» **Given data**
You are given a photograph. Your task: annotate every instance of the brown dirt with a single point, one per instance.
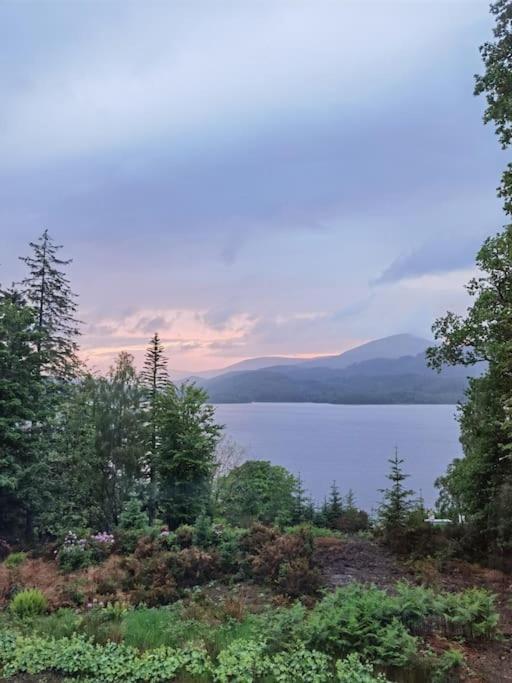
(356, 560)
(368, 562)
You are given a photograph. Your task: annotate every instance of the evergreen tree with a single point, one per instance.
(21, 413)
(188, 436)
(334, 506)
(350, 501)
(155, 379)
(119, 437)
(47, 288)
(299, 502)
(75, 463)
(397, 502)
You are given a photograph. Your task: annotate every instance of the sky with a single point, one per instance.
(249, 177)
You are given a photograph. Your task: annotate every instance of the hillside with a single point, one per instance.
(402, 380)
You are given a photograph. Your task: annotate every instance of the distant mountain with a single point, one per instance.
(250, 364)
(389, 347)
(396, 346)
(405, 379)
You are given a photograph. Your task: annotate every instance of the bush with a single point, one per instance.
(471, 614)
(287, 563)
(228, 548)
(74, 553)
(14, 560)
(352, 670)
(204, 534)
(257, 536)
(360, 619)
(28, 603)
(5, 549)
(185, 535)
(193, 566)
(243, 660)
(110, 663)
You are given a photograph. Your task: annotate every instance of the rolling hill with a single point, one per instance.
(360, 375)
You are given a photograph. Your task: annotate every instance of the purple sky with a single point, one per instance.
(252, 177)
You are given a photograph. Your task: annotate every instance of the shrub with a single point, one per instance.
(74, 553)
(185, 535)
(242, 661)
(28, 603)
(14, 560)
(228, 548)
(100, 546)
(287, 563)
(359, 619)
(471, 614)
(352, 670)
(297, 577)
(300, 665)
(110, 663)
(192, 566)
(145, 628)
(204, 534)
(257, 536)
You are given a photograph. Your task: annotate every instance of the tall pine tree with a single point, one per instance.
(21, 408)
(397, 503)
(48, 290)
(155, 379)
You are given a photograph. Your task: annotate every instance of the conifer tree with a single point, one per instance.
(48, 290)
(397, 502)
(334, 506)
(155, 379)
(20, 414)
(350, 501)
(299, 502)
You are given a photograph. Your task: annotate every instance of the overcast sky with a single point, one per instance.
(248, 177)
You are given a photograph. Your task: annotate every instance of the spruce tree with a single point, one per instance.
(299, 502)
(48, 290)
(21, 407)
(155, 379)
(334, 506)
(397, 503)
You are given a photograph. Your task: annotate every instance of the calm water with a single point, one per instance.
(348, 443)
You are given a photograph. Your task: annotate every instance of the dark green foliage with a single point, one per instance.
(479, 485)
(47, 289)
(22, 393)
(286, 562)
(204, 534)
(496, 85)
(188, 436)
(397, 503)
(28, 603)
(155, 380)
(334, 507)
(133, 523)
(257, 491)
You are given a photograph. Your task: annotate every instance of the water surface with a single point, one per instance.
(348, 443)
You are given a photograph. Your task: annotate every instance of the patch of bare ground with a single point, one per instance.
(342, 562)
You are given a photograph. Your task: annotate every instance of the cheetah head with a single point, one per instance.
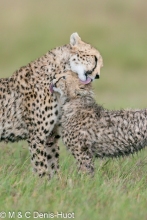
(69, 86)
(84, 60)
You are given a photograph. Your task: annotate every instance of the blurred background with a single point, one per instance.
(118, 29)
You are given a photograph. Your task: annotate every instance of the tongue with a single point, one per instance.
(88, 80)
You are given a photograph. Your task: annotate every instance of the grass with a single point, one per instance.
(118, 30)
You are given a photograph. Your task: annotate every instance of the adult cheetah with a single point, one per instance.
(89, 130)
(30, 111)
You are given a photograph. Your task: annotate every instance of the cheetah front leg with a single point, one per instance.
(37, 145)
(52, 150)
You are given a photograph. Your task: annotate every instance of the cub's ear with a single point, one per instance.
(74, 39)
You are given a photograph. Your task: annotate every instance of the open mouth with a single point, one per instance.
(87, 81)
(51, 87)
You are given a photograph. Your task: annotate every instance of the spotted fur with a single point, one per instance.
(89, 130)
(30, 111)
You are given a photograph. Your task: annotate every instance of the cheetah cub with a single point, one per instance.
(89, 130)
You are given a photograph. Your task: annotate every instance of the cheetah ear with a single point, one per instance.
(74, 39)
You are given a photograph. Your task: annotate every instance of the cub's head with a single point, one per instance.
(84, 60)
(69, 85)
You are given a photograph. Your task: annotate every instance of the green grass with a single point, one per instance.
(118, 30)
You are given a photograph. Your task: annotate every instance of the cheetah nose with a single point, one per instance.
(97, 76)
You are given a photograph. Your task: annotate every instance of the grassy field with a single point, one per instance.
(118, 29)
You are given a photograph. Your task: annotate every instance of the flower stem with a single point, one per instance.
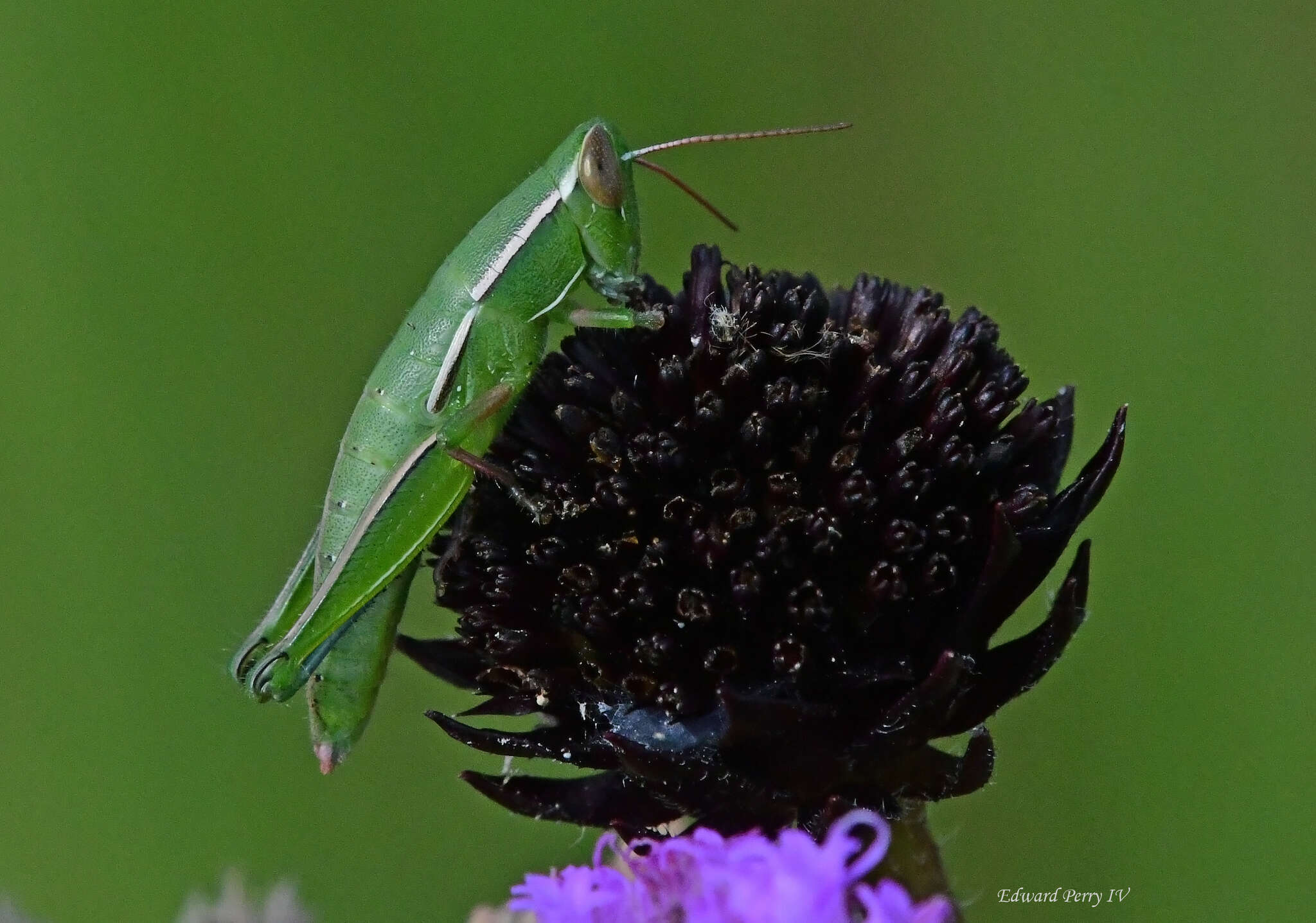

» **To do**
Copy every record exactly as it appears, apart from any pictures.

» **Result for this task**
You are given a photograph. Your task: annotate every instance of the brown dirt with a single point, one per instance.
(356, 560)
(368, 562)
You are given a photograph. Your task: annotate every instance of the evergreen tree with a single point, one per instance.
(21, 413)
(188, 436)
(334, 506)
(350, 501)
(155, 379)
(119, 437)
(47, 288)
(299, 502)
(75, 463)
(397, 502)
You are given a photograph. Your task: annotate every instance of the sky with a single point, one per instance.
(249, 177)
You are given a photograph. Your task: annotate every instance of the hillside with a single point, one per instance.
(402, 380)
You are given a photograph. Your task: annotate every instance of the distant mountain with a single point, one per instance.
(250, 364)
(389, 347)
(396, 346)
(405, 379)
You are given a photograph. Your task: annotate every instance of the bush with a single point, one per instance.
(471, 614)
(287, 563)
(228, 548)
(74, 553)
(14, 560)
(352, 670)
(204, 534)
(257, 536)
(360, 619)
(28, 603)
(5, 549)
(185, 535)
(193, 566)
(243, 660)
(110, 663)
You are given a photograph. Your task: annotate every instance of the rolling hill with a single point, one per instance.
(360, 375)
You are given a photograph. Your task: annotate every instance of the purple sky with a single point, one per instance.
(252, 177)
You are given a photograph. Your task: annotate every instance of the shrub with a single point, one per instance.
(74, 553)
(185, 535)
(242, 661)
(28, 603)
(14, 560)
(228, 548)
(100, 546)
(287, 563)
(359, 619)
(471, 614)
(352, 670)
(297, 577)
(300, 665)
(110, 663)
(192, 566)
(145, 628)
(204, 534)
(257, 536)
You are given a photograph. Your task: annotate every instance of the tall pine tree with a single point, one per instance.
(21, 408)
(397, 503)
(48, 290)
(155, 379)
You are given a photograph. Your task: annotate every instance of the conifer tree with a single point, one per instance.
(48, 290)
(397, 502)
(334, 506)
(155, 379)
(20, 414)
(350, 501)
(299, 502)
You are given a photograph. Your task: annotate every instance of the overcast sky with a single point, one per instance.
(248, 177)
You are given a photograph. Your task: annotate every instance of the spruce tree with a single point, one per instance.
(299, 502)
(48, 290)
(21, 407)
(155, 379)
(334, 506)
(397, 503)
You are given a photograph. Your task: annotate every instance of the calm water with a single point, one per instance.
(348, 443)
You are given a photograph. Your task: annotate every instance of the dark green foliage with a single point, one per instance.
(479, 485)
(47, 289)
(22, 393)
(286, 562)
(204, 534)
(496, 85)
(188, 436)
(397, 503)
(28, 603)
(155, 380)
(334, 507)
(133, 523)
(257, 491)
You are given a photograph. Your task: annotate every instance of the water surface with a single point, one per instance.
(348, 443)
You are given a photograph. Your task: annotate every instance of the patch of bare ground with a single point, one per instance.
(342, 562)
You are given a photograph. Your task: annotate every instance of the cheetah head with a single point, one per instance.
(69, 86)
(84, 60)
You are given a photograph. Your task: annotate every instance of the blurred background with a single point, one per instance.
(118, 29)
You are given a photograph. Your task: annotate every instance of the tongue with a single point, one per instance.
(88, 80)
You are given a photograph. Your task: annotate every instance of the grass with a single point, one per instance.
(118, 30)
You are given a photograph. Your task: annotate every instance of the adult cheetah with a single point, one per instance.
(89, 130)
(30, 111)
You are given a photograph. Your task: annotate every instance of the cheetah front leg with a single point, one per instance.
(37, 145)
(52, 150)
You are given a photograph. Your task: annotate every instance of the cub's ear with a single point, one per instance.
(74, 39)
You are given a photograph. Your task: annotate every instance of the open mouth with a single point, one per instance.
(87, 81)
(51, 87)
You are given a photograph. Your task: annotate every instance of the spotted fur with a single point, one per instance.
(89, 130)
(30, 111)
You are given a photograph. Your task: annotate every instance of the cheetah cub with a single point, one per instance.
(89, 130)
You are given a photograph. Your task: annotate every instance of the cheetah ear with a single point, one per instance.
(74, 39)
You are given a photograph. Your task: annotate every instance of the cub's head with a single point, one per instance.
(84, 60)
(69, 85)
You are given a photograph. Your task: annotate every instance of the green grass with a single point, one per instance.
(118, 30)
You are given a photograph. Your task: annotate every instance of the cheetah nose with a single point, one per instance.
(97, 76)
You are given a photograph. Your task: annotate every instance of the grassy field with a single point, one per instance.
(118, 29)
You are given a photograph. Your task: annotate every instance of the flower stem with a single point, one per instance.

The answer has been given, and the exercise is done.